Output all of the listing below, leaving every line unchanged.

[Provided material]:
------------------------------

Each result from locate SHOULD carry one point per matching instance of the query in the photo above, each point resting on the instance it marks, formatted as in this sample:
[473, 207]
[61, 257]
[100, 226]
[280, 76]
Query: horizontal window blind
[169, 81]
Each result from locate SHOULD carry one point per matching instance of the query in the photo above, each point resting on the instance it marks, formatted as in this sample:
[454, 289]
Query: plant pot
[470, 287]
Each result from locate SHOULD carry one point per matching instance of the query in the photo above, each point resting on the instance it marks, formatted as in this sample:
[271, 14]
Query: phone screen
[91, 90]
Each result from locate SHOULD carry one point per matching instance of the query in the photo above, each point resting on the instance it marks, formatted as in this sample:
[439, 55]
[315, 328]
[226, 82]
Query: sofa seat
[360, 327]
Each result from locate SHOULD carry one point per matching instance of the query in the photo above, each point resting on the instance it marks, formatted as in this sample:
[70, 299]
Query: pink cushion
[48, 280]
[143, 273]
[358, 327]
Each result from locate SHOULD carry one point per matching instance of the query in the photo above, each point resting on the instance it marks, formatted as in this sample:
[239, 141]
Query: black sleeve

------------------------------

[Task solution]:
Each result from locate SHOULD carry one point per matching instance of the query in the photo above, each point resting on the instance it marks, formatted as in this sample:
[473, 207]
[61, 257]
[100, 226]
[280, 76]
Query: horizontal window blind
[169, 81]
Each result from locate SHOULD carry one point per matching instance of the query in the photo above, each point resting on the instance it marks, formatted as in this sample:
[454, 289]
Query: plant pot
[470, 287]
Each result from locate SHOULD carry one point per matching instance of the query in the photo above, each point resting on the instance it marks, formatted as in this sample:
[271, 14]
Query: phone screen
[91, 90]
Each result from locate SHOULD carry one point per matching instance of the query in the photo above, each point resting on the instance it marks, formatted as in this sample:
[439, 55]
[315, 328]
[226, 82]
Query: sofa seat
[360, 327]
Each result from locate SHOULD carry one point per matching instance of the query in the photo above, each point resting on the instance it marks, formatted as in this sample:
[70, 299]
Query: pink cushion
[48, 280]
[143, 273]
[358, 327]
Each result from locate SHOULD carry one point per matching instance of the query in the photo above, each point resting on the instance it marks, formatted as in this sample:
[239, 141]
Query: black sleeve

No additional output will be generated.